Copy every line of the material below word for word.

━━━━━━

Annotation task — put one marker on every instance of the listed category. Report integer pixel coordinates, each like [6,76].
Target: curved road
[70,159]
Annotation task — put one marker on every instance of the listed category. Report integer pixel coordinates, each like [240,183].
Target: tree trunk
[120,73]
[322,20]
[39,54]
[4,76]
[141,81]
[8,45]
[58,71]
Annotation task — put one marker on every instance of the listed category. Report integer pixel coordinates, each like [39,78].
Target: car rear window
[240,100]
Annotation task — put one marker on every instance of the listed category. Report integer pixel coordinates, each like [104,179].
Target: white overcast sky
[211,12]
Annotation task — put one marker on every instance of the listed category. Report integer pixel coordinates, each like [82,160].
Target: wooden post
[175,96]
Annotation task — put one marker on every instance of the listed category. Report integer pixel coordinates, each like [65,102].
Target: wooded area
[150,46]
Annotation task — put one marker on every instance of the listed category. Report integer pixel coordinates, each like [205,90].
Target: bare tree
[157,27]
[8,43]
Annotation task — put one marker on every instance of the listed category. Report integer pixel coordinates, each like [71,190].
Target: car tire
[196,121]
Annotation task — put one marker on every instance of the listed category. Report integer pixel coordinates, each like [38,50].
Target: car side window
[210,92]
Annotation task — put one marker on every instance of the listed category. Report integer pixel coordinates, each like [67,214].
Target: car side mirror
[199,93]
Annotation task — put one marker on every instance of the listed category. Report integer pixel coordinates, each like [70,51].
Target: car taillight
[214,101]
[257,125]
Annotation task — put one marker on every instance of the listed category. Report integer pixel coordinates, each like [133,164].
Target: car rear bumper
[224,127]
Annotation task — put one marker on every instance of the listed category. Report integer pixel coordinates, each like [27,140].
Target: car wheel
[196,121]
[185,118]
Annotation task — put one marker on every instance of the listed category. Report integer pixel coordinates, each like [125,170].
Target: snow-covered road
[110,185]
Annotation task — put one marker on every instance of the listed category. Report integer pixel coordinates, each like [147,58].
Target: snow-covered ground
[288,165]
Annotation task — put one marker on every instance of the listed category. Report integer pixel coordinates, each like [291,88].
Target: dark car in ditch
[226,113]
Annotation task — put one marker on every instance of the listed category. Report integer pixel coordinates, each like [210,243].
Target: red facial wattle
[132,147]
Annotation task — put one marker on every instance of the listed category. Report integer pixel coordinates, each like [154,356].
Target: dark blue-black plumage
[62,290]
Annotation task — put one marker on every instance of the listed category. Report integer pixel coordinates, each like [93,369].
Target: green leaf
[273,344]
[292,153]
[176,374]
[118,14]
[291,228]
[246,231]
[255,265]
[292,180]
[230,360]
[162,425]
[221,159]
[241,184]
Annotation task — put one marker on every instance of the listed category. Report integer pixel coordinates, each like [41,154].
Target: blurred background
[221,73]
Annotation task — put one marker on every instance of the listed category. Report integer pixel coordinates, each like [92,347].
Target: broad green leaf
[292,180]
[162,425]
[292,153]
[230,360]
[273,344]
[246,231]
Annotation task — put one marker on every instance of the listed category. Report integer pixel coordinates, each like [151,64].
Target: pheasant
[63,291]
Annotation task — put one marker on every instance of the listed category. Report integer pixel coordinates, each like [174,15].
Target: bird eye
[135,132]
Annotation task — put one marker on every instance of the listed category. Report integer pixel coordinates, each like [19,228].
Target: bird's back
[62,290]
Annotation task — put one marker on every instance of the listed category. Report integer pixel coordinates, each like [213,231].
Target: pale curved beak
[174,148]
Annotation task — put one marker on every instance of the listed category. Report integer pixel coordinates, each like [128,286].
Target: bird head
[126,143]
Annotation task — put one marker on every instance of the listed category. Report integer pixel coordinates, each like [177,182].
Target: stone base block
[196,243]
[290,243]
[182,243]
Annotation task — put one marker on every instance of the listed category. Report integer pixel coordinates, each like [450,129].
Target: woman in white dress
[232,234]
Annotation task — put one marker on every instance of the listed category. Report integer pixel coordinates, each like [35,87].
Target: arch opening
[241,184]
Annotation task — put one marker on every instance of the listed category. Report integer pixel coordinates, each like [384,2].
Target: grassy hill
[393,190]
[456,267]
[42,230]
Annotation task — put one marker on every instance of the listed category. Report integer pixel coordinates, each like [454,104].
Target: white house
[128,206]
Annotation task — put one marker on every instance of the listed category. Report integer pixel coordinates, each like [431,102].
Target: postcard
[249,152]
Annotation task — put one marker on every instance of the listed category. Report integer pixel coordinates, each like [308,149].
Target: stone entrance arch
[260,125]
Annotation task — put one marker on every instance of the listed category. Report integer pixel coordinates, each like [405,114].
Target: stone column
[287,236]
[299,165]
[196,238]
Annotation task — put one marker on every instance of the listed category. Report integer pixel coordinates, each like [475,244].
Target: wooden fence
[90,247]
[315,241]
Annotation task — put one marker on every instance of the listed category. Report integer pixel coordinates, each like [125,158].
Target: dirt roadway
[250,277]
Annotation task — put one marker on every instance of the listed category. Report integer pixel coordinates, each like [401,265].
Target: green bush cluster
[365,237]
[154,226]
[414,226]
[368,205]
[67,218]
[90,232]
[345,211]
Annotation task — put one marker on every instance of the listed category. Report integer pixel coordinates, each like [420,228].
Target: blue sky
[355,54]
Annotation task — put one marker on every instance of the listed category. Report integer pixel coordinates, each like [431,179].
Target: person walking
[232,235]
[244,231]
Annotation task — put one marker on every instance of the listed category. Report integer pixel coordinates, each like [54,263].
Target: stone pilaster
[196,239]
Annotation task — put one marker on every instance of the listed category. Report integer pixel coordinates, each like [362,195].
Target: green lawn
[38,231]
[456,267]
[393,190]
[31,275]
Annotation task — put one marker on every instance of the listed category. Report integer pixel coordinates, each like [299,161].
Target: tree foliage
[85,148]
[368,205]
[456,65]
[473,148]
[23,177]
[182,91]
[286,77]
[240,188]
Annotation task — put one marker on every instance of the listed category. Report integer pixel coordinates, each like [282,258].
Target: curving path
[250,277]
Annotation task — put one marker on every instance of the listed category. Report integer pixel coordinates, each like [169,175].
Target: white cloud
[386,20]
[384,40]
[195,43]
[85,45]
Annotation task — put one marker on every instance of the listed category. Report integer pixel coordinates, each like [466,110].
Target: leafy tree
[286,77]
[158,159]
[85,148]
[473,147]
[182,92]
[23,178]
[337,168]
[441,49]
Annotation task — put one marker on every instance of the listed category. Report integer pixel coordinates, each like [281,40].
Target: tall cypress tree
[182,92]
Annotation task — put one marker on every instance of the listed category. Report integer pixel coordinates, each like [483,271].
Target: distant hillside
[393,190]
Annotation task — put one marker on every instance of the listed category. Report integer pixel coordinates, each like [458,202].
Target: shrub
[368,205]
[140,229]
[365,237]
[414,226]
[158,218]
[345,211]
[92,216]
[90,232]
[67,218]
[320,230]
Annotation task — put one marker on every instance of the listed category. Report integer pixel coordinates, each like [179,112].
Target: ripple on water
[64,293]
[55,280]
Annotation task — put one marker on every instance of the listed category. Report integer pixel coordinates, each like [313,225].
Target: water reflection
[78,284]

━━━━━━

**Reply to the task**
Annotation task — put one marker on every instance of the listed category. Report integer pixel coordinates, each like [6,76].
Target: curved road
[70,159]
Annotation task — put one marker on every instance of the listed category. Report integer pixel coordinates, each like [240,183].
Target: tree trunk
[120,73]
[322,20]
[39,54]
[4,76]
[141,81]
[8,45]
[58,71]
Annotation task — put one marker on every instance of the listed category. Report integer pixel coordinates, each like [39,78].
Target: car rear window
[240,100]
Annotation task — put one marker on every instance of the listed category. Report integer pixel coordinates, each like [104,179].
Target: white overcast sky
[211,12]
Annotation task — put one marker on every instance of the listed category. Report integer pixel coordinates, each like [82,160].
Target: wooden post
[175,96]
Annotation task — put one marker on every instance of the listed category. Report integer pixel coordinates, each like [65,102].
Target: wooded area
[150,46]
Annotation task — put one marker on every instance of the listed category. Report integer pixel coordinates, each like [205,90].
Target: bare tree
[157,27]
[8,43]
Annotation task — put one marker on every instance of the listed category. Report integer pixel coordinates, each like [71,190].
Target: car tire
[196,121]
Annotation task — put one marker on every instance of the listed category. Report integer pixel coordinates, each like [38,50].
Target: car side window
[210,92]
Annotation task — put one marker on every instance of the listed category. Report integer pixel coordinates, each like [67,214].
Target: car side mirror
[199,93]
Annotation task — put one marker on every instance of the listed category. Report integer pixel coordinates, each like [70,51].
Target: car taillight
[214,101]
[257,125]
Annotation task — put one marker on every instance of the listed category. Report integer pixel coordinates, each like [133,164].
Target: car rear bumper
[224,127]
Annotation task — put one marker on every instance of the listed category. Report integer pixel coordinates, each like [27,140].
Target: car wheel
[196,121]
[185,118]
Annotation task — put one marker on every instance of the listed category. Report integer pixel coordinates, each like [125,170].
Target: snow-covered road
[110,185]
Annotation task — put one marker on every instance of the listed category. Report integer pixel coordinates, each like [147,58].
Target: snow-covered ground
[288,165]
Annotation task — put one marker on every instance of the listed category. Report integer pixel coordinates, each like [291,88].
Target: dark car in ditch
[226,113]
Annotation task — put one marker on every instance of the listed category. Report integer pixel coordinates, each like [210,243].
Target: red facial wattle
[132,147]
Annotation task — put one marker on every instance of the listed category. Report integer pixel coordinates, each like [154,356].
Target: dark blue-black plumage
[62,290]
Annotation task — put one marker on every instance of the listed category. Report integer pixel coordinates, each like [93,369].
Target: green leaf
[273,344]
[292,153]
[176,374]
[118,14]
[291,228]
[246,231]
[255,265]
[292,180]
[230,360]
[162,425]
[221,159]
[241,184]
Annotation task — put one marker on every instance of the listed category. Report integer pixel coordinates, each like [41,154].
Target: blurred background
[221,73]
Annotation task — put one marker on every instance of the listed category. Report integer pixel coordinates, each like [92,347].
Target: broad green leaf
[292,180]
[162,425]
[292,153]
[230,360]
[273,344]
[246,231]
Annotation task — put one marker on every instance of the listed category. Report integer pixel coordinates, each like [151,64].
Target: pheasant
[63,291]
Annotation task — put one marker on every instance of the listed category. Report integer pixel coordinates, each like [174,15].
Target: bird eye
[135,132]
Annotation task — put one marker on every instance of the listed category. Report integer pixel coordinates, each like [19,228].
Target: bird's back
[62,290]
Annotation task — put one marker on every instance of the listed category. Report integer pixel coordinates, each like [213,231].
Target: pale curved beak
[174,148]
Annotation task — put one marker on every instance of the listed category. Report integer pixel coordinates, each like [128,286].
Target: bird head
[126,143]
Annotation task — put one marker on every instance of the listed category. Report integer pixel coordinates, each like [177,182].
Target: stone base block
[196,243]
[290,243]
[182,243]
Annotation task — put one marker on every instance of the listed category. Report integer pixel coordinates, each like [450,129].
Target: woman in white dress
[232,234]
Annotation task — put one marker on every instance of the listed category. Report integer pixel coordinates, each like [35,87].
Target: arch opening
[241,184]
Annotation task — put one marker on every instance of the listed category. Report integer pixel coordinates, each like [384,2].
Target: grassy hill
[393,190]
[456,267]
[42,230]
Annotation task — put one marker on every instance of the listed category. Report integer pixel coordinates, each like [454,104].
Target: white house
[128,206]
Annotation task — put one marker on every instance of the listed category. Report integer pixel coordinates, each like [431,102].
Target: postcard
[249,152]
Annotation task — put one marker on every instance of the listed category. Report integer pixel coordinates, each like [308,149].
Target: stone entrance arch
[260,125]
Annotation task — put one marker on every instance of the listed category. Report integer pixel coordinates, each like [405,114].
Target: stone column
[287,236]
[299,165]
[196,238]
Annotation task — put one marker on every instance of the listed category. Report integer pixel coordinates, each like [475,244].
Target: wooden fence
[90,247]
[315,241]
Annotation task — put one marker on every instance of the listed category. Report integer pixel coordinates, each like [125,158].
Target: dirt roadway
[250,277]
Annotation task — put one marker on every instance of the listed category. Report integer pixel coordinates, each like [401,265].
Target: green bush cluster
[365,237]
[154,226]
[414,226]
[368,205]
[67,218]
[90,232]
[345,211]
Annotation task — put one marker on every instance of the listed category. Report integer pixel coordinates, each like [420,228].
Target: blue sky
[355,54]
Annotation task — put one marker on every instance of the listed category. Report integer pixel coordinates, each like [431,179].
Target: person walking
[232,235]
[244,231]
Annotation task — put one marker on every instance of the listed category. Report integer pixel coordinates, each like [54,263].
Target: stone pilaster
[196,239]
Annotation task — put one marker on every instance of the listed category. Report integer pixel coordinates, each like [362,195].
Target: green lawn
[38,231]
[456,267]
[393,190]
[31,275]
Annotation task — put one marker on every instance of the listed category. Report integer pixel coordinates, each like [299,161].
Target: tree foliage
[85,148]
[368,205]
[456,65]
[473,148]
[23,177]
[182,91]
[286,77]
[240,188]
Annotation task — put one marker on every instance of the listed category. Report integer pixel coordinates, each like [282,258].
Target: curving path
[250,277]
Annotation task — put one marker on every instance of the listed category. Report integer pixel coordinates, each like [169,175].
Target: white cloud
[386,20]
[384,40]
[195,43]
[85,45]
Annotation task — put one marker on every instance of the listed category. Report integer pixel coordinates, each like [466,110].
Target: leafy tree
[286,77]
[158,159]
[85,148]
[473,147]
[182,92]
[23,178]
[337,168]
[441,49]
Annotation task — put one marker on every instance of the listed category. Report integer pixel coordinates, each like [281,40].
Target: tall cypress tree
[182,92]
Annotation task — put one marker on every instance of the listed category. Report integer pixel coordinates, each like [483,271].
Target: distant hillside
[393,190]
Annotation task — put one marker on every instance of the listed category. Report integer pixel coordinates, each like [458,202].
Target: shrub
[368,205]
[140,229]
[365,237]
[414,226]
[158,218]
[345,211]
[92,216]
[90,232]
[67,218]
[320,230]
Annotation task — put one marker on every instance of the listed category. Report integer pixel coordinates, each like [179,112].
Target: ripple on water
[64,293]
[55,280]
Annotation task — put one marker on every instance of the listed category. Report integer pixel coordinates, each like [313,225].
Target: water reflection
[78,284]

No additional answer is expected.